◆ Goal of the exercise
Write out the data again in full, exactly as it reads.

Source material Start Marker

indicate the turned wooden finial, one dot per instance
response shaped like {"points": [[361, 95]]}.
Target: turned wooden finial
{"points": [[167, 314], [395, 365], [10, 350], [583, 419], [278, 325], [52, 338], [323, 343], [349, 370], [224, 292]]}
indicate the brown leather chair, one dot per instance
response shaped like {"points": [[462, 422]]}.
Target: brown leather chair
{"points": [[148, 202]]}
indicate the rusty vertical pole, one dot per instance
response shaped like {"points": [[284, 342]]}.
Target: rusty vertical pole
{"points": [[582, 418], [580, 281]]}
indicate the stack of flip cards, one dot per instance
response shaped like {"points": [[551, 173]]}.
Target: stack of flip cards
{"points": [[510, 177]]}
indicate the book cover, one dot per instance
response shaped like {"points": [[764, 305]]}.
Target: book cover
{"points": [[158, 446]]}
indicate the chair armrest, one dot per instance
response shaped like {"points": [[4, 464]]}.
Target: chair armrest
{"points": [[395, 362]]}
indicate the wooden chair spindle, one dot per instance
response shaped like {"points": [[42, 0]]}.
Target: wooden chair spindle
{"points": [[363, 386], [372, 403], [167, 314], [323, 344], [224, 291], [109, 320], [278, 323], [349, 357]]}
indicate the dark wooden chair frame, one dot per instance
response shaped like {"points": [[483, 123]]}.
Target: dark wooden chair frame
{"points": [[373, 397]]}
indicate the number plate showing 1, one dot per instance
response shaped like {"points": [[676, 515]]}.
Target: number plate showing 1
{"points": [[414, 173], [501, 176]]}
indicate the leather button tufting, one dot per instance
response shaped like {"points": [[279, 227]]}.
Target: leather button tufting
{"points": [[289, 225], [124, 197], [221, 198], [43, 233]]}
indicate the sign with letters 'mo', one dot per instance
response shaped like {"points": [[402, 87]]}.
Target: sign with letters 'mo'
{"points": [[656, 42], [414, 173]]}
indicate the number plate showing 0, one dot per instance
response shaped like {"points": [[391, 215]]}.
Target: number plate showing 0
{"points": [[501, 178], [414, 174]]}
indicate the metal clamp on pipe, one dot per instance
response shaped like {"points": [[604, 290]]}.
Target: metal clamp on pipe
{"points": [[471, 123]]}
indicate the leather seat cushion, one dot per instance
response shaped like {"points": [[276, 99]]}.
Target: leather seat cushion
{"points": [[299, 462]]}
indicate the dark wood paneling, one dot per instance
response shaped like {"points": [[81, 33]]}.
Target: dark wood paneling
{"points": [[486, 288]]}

Source material End Marker

◆ Task result
indicate the turned wooden finial, one dot per instance
response shaped like {"points": [[361, 95]]}.
Target: turned wooden finial
{"points": [[167, 314], [395, 365], [10, 350], [583, 419], [278, 325], [52, 338], [323, 343], [349, 370], [224, 292]]}
indicate the brown leather chair, one dot per instance
response shaped like {"points": [[462, 422]]}.
Target: brown leather chair
{"points": [[148, 202]]}
indicate the rusty vertical pole, one dot per instance
response shaped like {"points": [[284, 342]]}.
Target: rusty vertical pole
{"points": [[582, 418], [580, 281]]}
indicate the stack of flip cards, one dot per instance
response shaped like {"points": [[551, 173]]}.
Target: stack of flip cards
{"points": [[510, 177]]}
indicate the book cover, one dot per instance
response shaped like {"points": [[764, 305]]}.
Target: book cover
{"points": [[158, 446]]}
indicate the chair armrest, one dot per instance
response shaped like {"points": [[4, 464]]}.
Target: chair armrest
{"points": [[395, 362]]}
indicate the wooden chair spindle, one dot per instance
response shaped like {"points": [[42, 0]]}.
Target: wooden chair spindle
{"points": [[363, 386], [372, 403], [167, 314], [323, 344], [224, 291], [109, 320], [278, 323], [349, 357]]}
indicate the dark wooden chair frame, one dot per instance
response shaped like {"points": [[483, 123]]}.
Target: dark wooden chair frame
{"points": [[373, 397]]}
indicate the number plate showing 1, one dot per instance
response shaped like {"points": [[676, 515]]}.
Target: number plate showing 1
{"points": [[414, 173], [501, 176]]}
indicate the leather button tufting, one dot per instance
response shaped like {"points": [[279, 227]]}.
Target: leather button tufting
{"points": [[289, 225], [124, 197], [221, 198], [43, 233]]}
indicate the sign with letters 'mo', one dot per instance
response shaped like {"points": [[402, 87]]}.
Target: sign with letters 'mo'
{"points": [[656, 42], [414, 173]]}
indicate the number plate showing 0, one dot per instance
response shaped like {"points": [[391, 215]]}.
Target: number plate showing 0
{"points": [[501, 178], [414, 174]]}
indicate the metal clamp on pipe, one dot per instance
response shaped like {"points": [[604, 290]]}.
Target: metal clamp on pipe
{"points": [[471, 123]]}
indicate the leather seat cushion, one dot per instance
response shaped like {"points": [[276, 99]]}.
Target: leather seat cushion
{"points": [[299, 462]]}
indicate the dark wood paneling, one dot per instance
response shaped like {"points": [[81, 33]]}.
Target: dark wood paneling
{"points": [[486, 288]]}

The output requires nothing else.